==== PAGE EXTRACT ====

Long ago, the 'commons' simply meant the place we villagers shared and the resources of which we all partook. Here we pastured our small flocks, gathered herbs and mushrooms, and hunted game. And we were protected by an unspoken and unwritten understanding. No individual or group could draw down the resources of the commons to the detriment of the community. It was a simple but binding covenant.
Evolving homage to Teilhard ~ Art © Lonnie Hanzon
Inevitably, perhaps, wealth and power intruded. What had long been regarded as a basic right of 'the people' began to be eroded by the process of 'enclosure'as first kings and then modern nation-states claimed the commons for their own use. From the manor house on the hill came the decree that the village commons was to be walled off, that the forest was to become a preserve, and that ancient rights no longer prevailed. One can, for example, trace the history of British law against the backdrop of the enclosure movement and the diminishment of the commons. On the other hand, however, it's now possible to discern—as a counterpoint to the long, sad tale of enclosure—the emergence of a modern paradigm of cultural evolution.

==== MATERIAL PROVIDED ====

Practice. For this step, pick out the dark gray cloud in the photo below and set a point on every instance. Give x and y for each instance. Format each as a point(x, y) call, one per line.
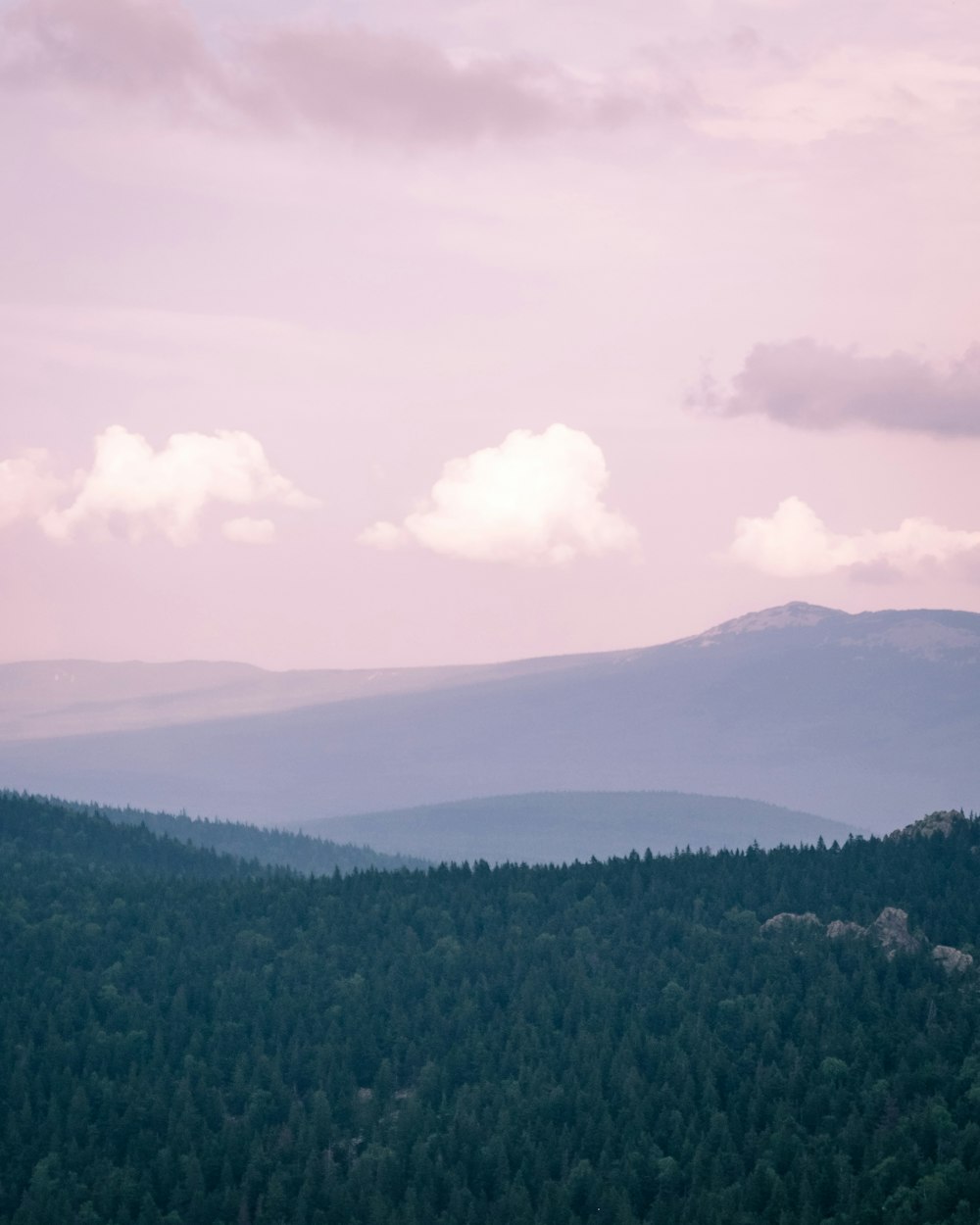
point(351, 79)
point(821, 387)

====

=== THE REQUEST ===
Edit the passage on the commons between "Evolving homage to" and "of cultural evolution.", inclusive, changing "manor house" to "castle". The listing plays no part in what comes next.

=== EXERCISE RESULT ===
Evolving homage to Teilhard ~ Art © Lonnie Hanzon
Inevitably, perhaps, wealth and power intruded. What had long been regarded as a basic right of 'the people' began to be eroded by the process of 'enclosure'as first kings and then modern nation-states claimed the commons for their own use. From the castle on the hill came the decree that the village commons was to be walled off, that the forest was to become a preserve, and that ancient rights no longer prevailed. One can, for example, trace the history of British law against the backdrop of the enclosure movement and the diminishment of the commons. On the other hand, however, it's now possible to discern—as a counterpoint to the long, sad tale of enclosure—the emergence of a modern paradigm of cultural evolution.